■ **Problem**
Rewrite the listing below as a numbered list, beginning at the line that contains "Can you see the green" and stopping after the line that contains "[1034, 235]". Include only those lines and omit any blank ones.
[BEGIN Records for processing]
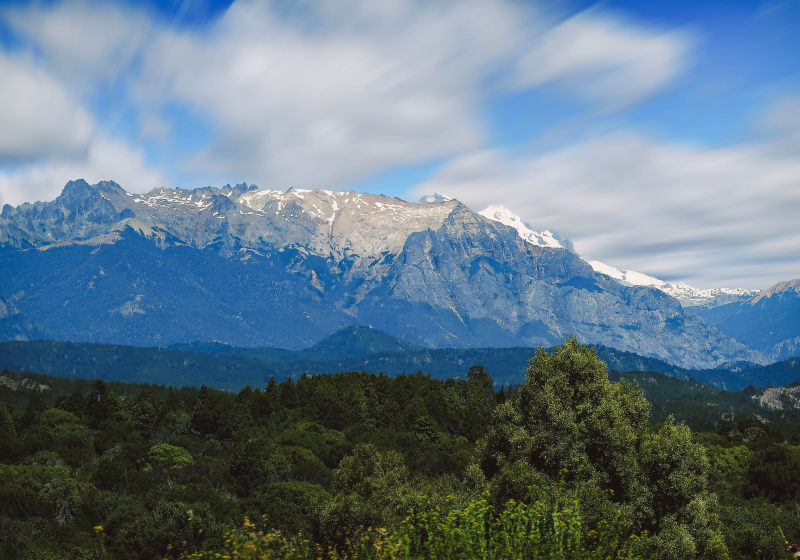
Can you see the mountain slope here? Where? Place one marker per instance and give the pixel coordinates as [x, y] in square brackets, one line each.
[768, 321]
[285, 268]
[END Records for processing]
[BEGIN Records for processing]
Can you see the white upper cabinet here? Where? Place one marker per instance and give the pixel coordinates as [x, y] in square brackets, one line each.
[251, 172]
[END Records for processing]
[BEGIN Records for processing]
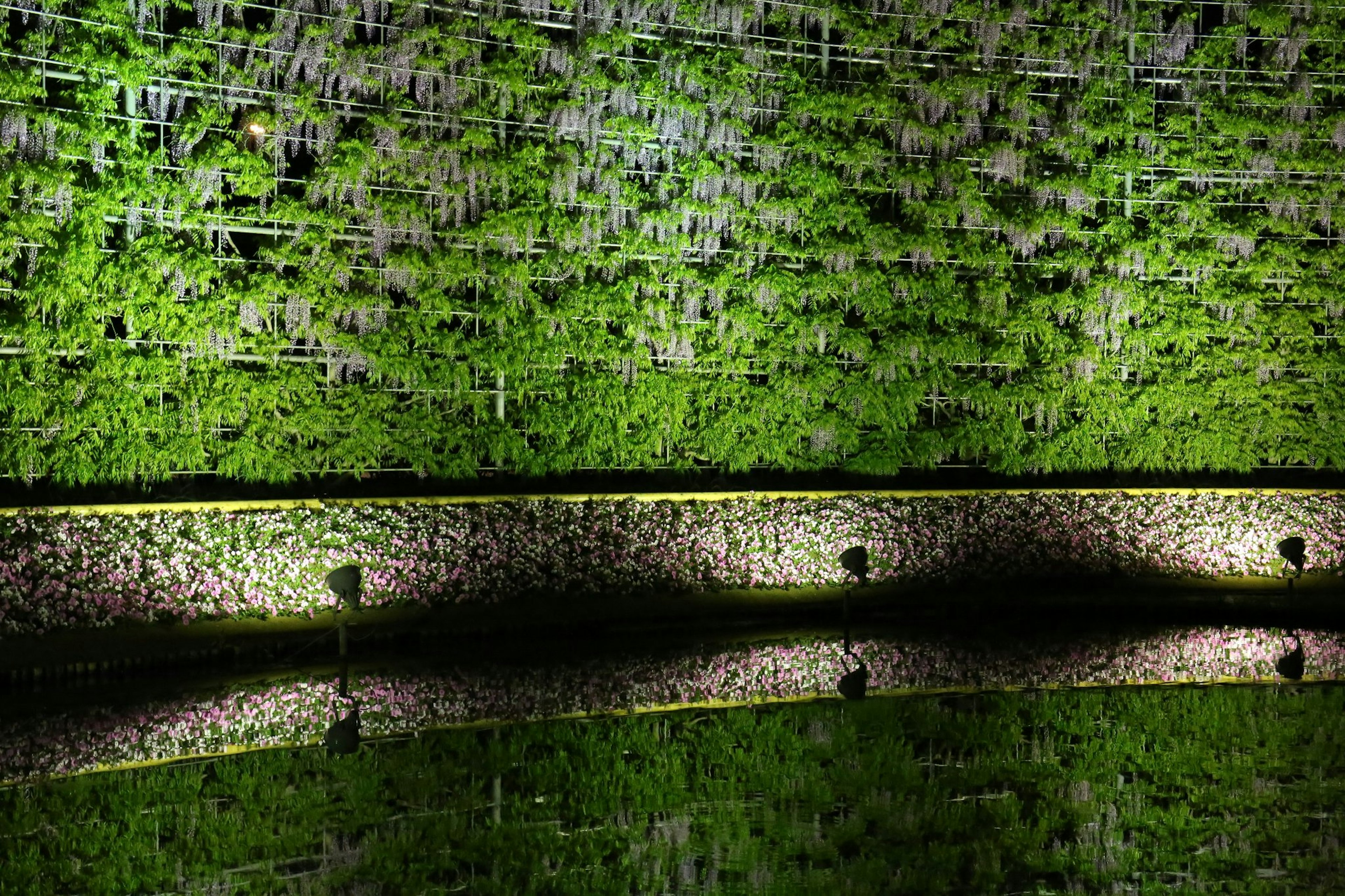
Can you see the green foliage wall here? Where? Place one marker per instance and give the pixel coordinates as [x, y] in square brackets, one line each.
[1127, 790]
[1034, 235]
[END Records for processing]
■ **Response for this exercise**
1. Can you see the green foliage wall here? Where? Place one marker per instance and give the pixel coordinates as [x, y] in square brackets, one line each.
2. [1127, 790]
3. [1034, 235]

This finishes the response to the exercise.